**What is needed**
No images are to be carried over; print all other material exactly as it stands.

**Provided records**
========
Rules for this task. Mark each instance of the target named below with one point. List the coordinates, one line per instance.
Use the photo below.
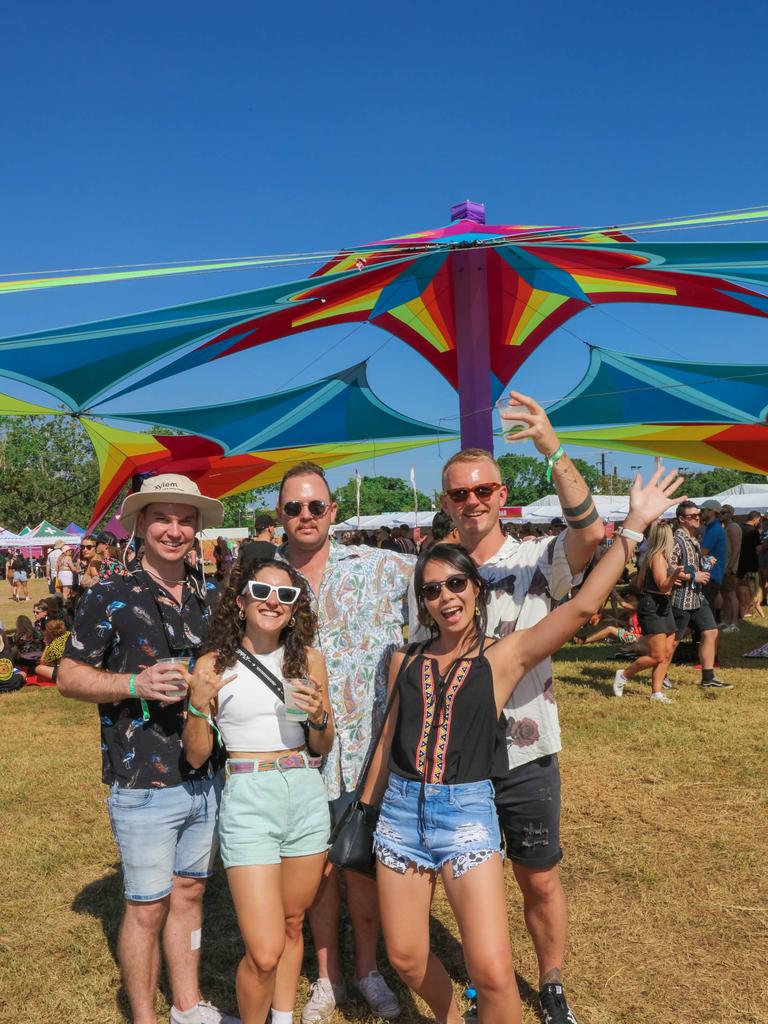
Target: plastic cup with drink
(509, 414)
(295, 713)
(180, 691)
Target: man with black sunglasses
(359, 594)
(163, 811)
(523, 581)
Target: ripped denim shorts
(451, 823)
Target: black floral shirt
(126, 624)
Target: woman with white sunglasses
(436, 761)
(273, 822)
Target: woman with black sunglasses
(436, 758)
(273, 822)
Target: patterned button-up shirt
(687, 553)
(361, 609)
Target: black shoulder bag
(352, 837)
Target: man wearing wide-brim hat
(163, 812)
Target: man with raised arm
(359, 594)
(163, 812)
(523, 581)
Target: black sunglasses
(316, 508)
(260, 591)
(482, 492)
(456, 584)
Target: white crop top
(250, 716)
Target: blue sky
(179, 131)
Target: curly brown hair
(228, 628)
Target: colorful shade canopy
(530, 281)
(619, 388)
(123, 454)
(734, 445)
(337, 409)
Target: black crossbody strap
(408, 658)
(266, 677)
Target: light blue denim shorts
(165, 832)
(452, 823)
(268, 815)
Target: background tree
(378, 494)
(525, 477)
(48, 469)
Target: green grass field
(665, 824)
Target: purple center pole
(469, 268)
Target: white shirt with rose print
(524, 579)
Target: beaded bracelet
(132, 691)
(551, 460)
(207, 718)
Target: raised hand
(649, 502)
(539, 429)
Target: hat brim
(211, 511)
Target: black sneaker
(555, 1009)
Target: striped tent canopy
(123, 454)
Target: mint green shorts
(267, 815)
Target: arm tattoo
(583, 523)
(576, 510)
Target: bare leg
(300, 879)
(257, 896)
(184, 918)
(138, 953)
(546, 918)
(708, 647)
(364, 914)
(478, 901)
(403, 904)
(324, 922)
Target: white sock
(187, 1016)
(282, 1016)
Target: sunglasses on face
(261, 591)
(456, 585)
(316, 508)
(482, 493)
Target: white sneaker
(660, 698)
(207, 1014)
(324, 998)
(379, 995)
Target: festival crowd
(313, 688)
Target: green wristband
(132, 691)
(207, 718)
(551, 460)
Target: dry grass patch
(665, 818)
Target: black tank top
(446, 727)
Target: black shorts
(527, 801)
(654, 614)
(701, 619)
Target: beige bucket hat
(176, 489)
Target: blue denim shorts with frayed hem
(165, 832)
(452, 823)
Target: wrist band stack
(551, 460)
(132, 691)
(206, 718)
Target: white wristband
(631, 535)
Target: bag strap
(266, 677)
(407, 660)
========
**Result**
Rules for this task. Mark each instance of the target named below with one point. List the coordinates, one line per instance.
Use the photo below.
Target: plastic cup with drink
(509, 414)
(295, 713)
(180, 691)
Target: man with black sunglasses
(359, 594)
(163, 811)
(523, 581)
Target: ripped denim shorts
(451, 823)
Target: black floral shirt
(126, 624)
Target: woman with white sunglasses
(436, 761)
(273, 822)
Target: woman with black sunglasses
(436, 758)
(273, 822)
Target: patterned button-up shirt
(687, 553)
(361, 609)
Target: black shoulder bag
(352, 837)
Target: man wearing wide-brim hat
(163, 812)
Target: man with raised arm
(359, 594)
(163, 812)
(523, 581)
Target: black sunglasses
(316, 508)
(260, 591)
(482, 492)
(456, 584)
Target: white crop top
(250, 716)
Target: blue sky
(179, 131)
Target: curly brown hair
(228, 628)
Target: colorful shade canopy
(530, 281)
(619, 388)
(123, 454)
(734, 445)
(337, 409)
Target: black crossbody strap
(408, 658)
(266, 677)
Target: light blue denim shorts
(165, 832)
(452, 823)
(268, 815)
Target: background tree
(378, 494)
(525, 477)
(48, 469)
Target: green grass field
(665, 824)
Target: purple center pole
(469, 268)
Target: white shirt with rose print
(524, 579)
Target: beaded bracelet
(132, 691)
(551, 460)
(207, 718)
Target: raised hand
(649, 502)
(539, 429)
Target: hat brim
(211, 511)
Target: black sneaker
(555, 1009)
Target: striped tent canopy
(123, 454)
Target: mint green shorts
(267, 815)
Target: arm tattoo
(583, 523)
(576, 510)
Target: bare leg
(300, 879)
(257, 896)
(184, 918)
(138, 953)
(546, 918)
(708, 647)
(364, 914)
(478, 901)
(403, 904)
(324, 922)
Target: white sock
(187, 1016)
(282, 1016)
Target: sunglasses on face
(261, 591)
(456, 585)
(316, 508)
(482, 493)
Target: white sneaker
(660, 698)
(207, 1014)
(324, 998)
(379, 995)
Target: festival crowd
(313, 688)
Target: green wristband
(132, 691)
(207, 718)
(551, 460)
Target: dry grass patch
(665, 818)
Target: black tank top
(446, 727)
Target: black shorts
(527, 801)
(654, 614)
(701, 619)
Target: beige bucket hat
(176, 489)
Target: blue denim shorts with frayed hem
(165, 832)
(452, 823)
Target: wrist band stack
(551, 460)
(132, 691)
(206, 718)
Target: white wristband
(631, 535)
Target: bag strap
(266, 677)
(407, 660)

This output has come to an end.